PROBLEM TO SOLVE >> Reproduce word for word the portion of the passage on public policy and arbitral awards between "[76] The applicants" and "policy of Canada.", inclusive.

TEXT BLOCK >>
Did the Tribunal render an award that is contrary to public policy?
[76] The applicants argue that the arbitral award should be set aside under Article 34(2)(b)(ii) of the Code because it conflicts with the public policy of Canada.
[77] In STET, at para. 73, the court held that the purpose of Article 34(2)(b)(ii) is “to guard against the enforcement of awards that are morally repugnant, or that are arrived at in a manner that is contrary to our notions of morality and justice”. Lax J. explained that the public policy ground for resisting enforcement of an arbitral award is narrowly construed. At paras. 28-30, she wrote:
The public policy ground for resisting enforcement of an arbitral award has also been narrowly construed. In Schreter v. Gasmac Inc. (1992), 1992 CanLII 7671 (ON SC), 7 O.R. (3d) 608, 89 D.L.R. (4th) 365 (Gen. Div.), Feldman J., as she then was, states at p. 623:
The concept of imposing our public policy on foreign awards is to guard against enforcement of an award which offends our local principles of justice and fairness in a fundamental way, and in a way which the parties could attribute to the fact that the award was made in another jurisdiction where the procedural or substantive rules diverge markedly from our own, or where there was ignorance or corruption on the part of the tribunal which could not be seen to be tolerated or condoned by our courts.

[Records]
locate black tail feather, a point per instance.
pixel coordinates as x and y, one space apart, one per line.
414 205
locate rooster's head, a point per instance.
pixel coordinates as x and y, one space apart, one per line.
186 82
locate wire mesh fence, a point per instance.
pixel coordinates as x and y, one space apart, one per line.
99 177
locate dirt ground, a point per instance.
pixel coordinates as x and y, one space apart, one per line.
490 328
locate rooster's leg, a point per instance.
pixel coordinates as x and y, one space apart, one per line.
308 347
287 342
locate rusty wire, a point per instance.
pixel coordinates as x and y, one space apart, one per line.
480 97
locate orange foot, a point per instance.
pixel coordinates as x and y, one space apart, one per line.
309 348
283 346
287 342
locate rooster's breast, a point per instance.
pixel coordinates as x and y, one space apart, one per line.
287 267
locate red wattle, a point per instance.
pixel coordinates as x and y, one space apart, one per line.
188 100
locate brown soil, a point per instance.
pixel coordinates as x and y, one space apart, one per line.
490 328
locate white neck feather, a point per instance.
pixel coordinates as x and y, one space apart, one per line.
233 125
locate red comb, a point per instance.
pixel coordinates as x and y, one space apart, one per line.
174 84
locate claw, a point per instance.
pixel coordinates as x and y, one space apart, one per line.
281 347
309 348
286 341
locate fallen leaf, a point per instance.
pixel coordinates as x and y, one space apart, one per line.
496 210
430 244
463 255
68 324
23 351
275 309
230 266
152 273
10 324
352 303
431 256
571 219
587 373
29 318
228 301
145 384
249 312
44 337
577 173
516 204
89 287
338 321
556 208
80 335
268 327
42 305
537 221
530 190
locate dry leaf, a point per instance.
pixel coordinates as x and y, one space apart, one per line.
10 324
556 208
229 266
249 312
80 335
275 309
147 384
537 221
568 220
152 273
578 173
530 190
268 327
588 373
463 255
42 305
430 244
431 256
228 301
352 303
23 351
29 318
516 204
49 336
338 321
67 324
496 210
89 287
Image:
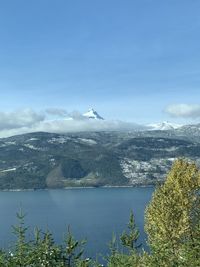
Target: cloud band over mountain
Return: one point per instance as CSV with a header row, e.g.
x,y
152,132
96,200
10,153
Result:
x,y
184,111
25,121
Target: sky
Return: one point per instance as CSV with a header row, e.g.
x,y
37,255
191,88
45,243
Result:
x,y
131,60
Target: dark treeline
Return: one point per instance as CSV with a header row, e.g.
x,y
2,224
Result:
x,y
172,223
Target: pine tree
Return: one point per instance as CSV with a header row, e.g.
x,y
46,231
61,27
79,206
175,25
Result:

RESPONSE FOR THIS EXERCISE >>
[76] The applicants argue that the arbitral award should be set aside under Article 34(2)(b)(ii) of the Code because it conflicts with the public policy of Canada.